(Consigne) Comment traduire en anglais cette phrase de la lettre sur la philosophie : « En un mot, je peux te dire que je suis venu à la philosophie par la politique. » ?

(Texte de la page)
^^^^^^^^^^^^^^^^

Lettre sur la raison qui m'a amené à la philosophie

 

20 octobre 2017

Cher ami

Tu me demandes dans ta lettre les raisons qui m’ont conduit à pratiquer cette pensée que l’on appelle philosophie ? C’est au demeurant la question que je me pose assez souvent et que je me sens donc plutôt à l’aise de te répondre, ce qui n’est pas le cas pour un tas d’autres questions.

Qu’est-ce qui m’amène donc si tardivement à cet « amour de la sagesse » qu’est philosopher ? Qu’est-ce que j’ai pu trouver dans cette pratique intellectuelle, dans cette pensée critique et complexe à la fois, qui m’a donné le goût de reprendre le chemin des écoliers à un âge avancé, aux termes d’un long parcours professionnel non philosophique et d’un militantisme politique que tu connais?  

En un mot, je peux te dire que je suis venu à la philosophie par la politique. Précisément par ses échecs, sa faillite et sa « crise » que je crois structurelle et qui ne date pas d’aujourd’hui ni d’hier mais qui dure et perdure peut-être depuis que la « politique » a été inventée dans ses principes originaux en un moment de l’histoire des hommes vivant en société, dans les cités la Grèce antique.

En effet, c’est à la suite de mon militantisme politique, de Mai 68 (étudiant en terminale à Paris et présent activement dans ce mouvement) jusqu’à nos jours, en passant par le maoïsme de la GP (Gauche prolétarienne 1969-1972), le mouvement étudiant iranien en France des années 1970, le retour en Iran et la participation à la révolution de 1979 et finalement l’exil politique en 1983 lorsqu’une réaction théocratico-islamiste et fascisante s’installe pour de bon dans ce pays, que je suis amené à faire quelques constats, en partant de ma propre expérience et de nos échecs successifs, sur les limites de la pensée politique dans ses principes et ses pratiques à se changer lui-même et à changer le monde. De là vient ma décision, il y trois ans, de m’inscrire à l’université Paris 8 en section de philosophie et de suivre certains cours qui m’interpellent.

Quels sont ces constatations ? Je vais te les citer dans les grandes lignes.

1-   On ne pourra pas réformer, transformer ou refonder la « politique » de l’intérieur de la pensée et da la pratique politique classique, en restant dedans, c’est-à-dire dans son cadre politico-économico-juridique, dans son univers, son idéologie et en appliquant, même d’une façon critique radicale, ses principes et concepts qui sont : l’État, la souveraineté, la démocratie, la représentation, le droit, le peuple, la nation, l’opinion publique, les droits de l’homme, le consensus, le marché, la propriété, le travail etc. sans les reprendre de fond en comble, ce qui est impossible de l’intérieur du phénomène.

2-   Que pour faire la politique autrement c’est-à-dire une politique en rupture avec celle qui s’effectue aujourd’hui, il faut donc « sortir » de celle-ci et penser autrement, différemment. Il faut une pensée autre que la pensée politique classique. Il faut pratiquer et s’organiser aussi d’une autre façon.

^^^^^^^^^^^^^^^^

[Exemples d'étiquetage de points]
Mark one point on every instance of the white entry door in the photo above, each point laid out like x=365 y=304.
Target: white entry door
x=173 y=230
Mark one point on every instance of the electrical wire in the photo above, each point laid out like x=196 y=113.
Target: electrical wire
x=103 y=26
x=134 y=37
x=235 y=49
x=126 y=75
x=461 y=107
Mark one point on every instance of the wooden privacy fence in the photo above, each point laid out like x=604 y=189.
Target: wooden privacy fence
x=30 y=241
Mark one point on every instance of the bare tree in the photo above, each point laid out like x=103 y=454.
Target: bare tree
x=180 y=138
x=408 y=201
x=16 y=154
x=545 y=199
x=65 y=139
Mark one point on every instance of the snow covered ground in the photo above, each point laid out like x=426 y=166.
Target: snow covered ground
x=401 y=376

^^^^^^^^^^^^^^^^

(Corrigé) In a word, I can tell you that I came to philosophy through politics.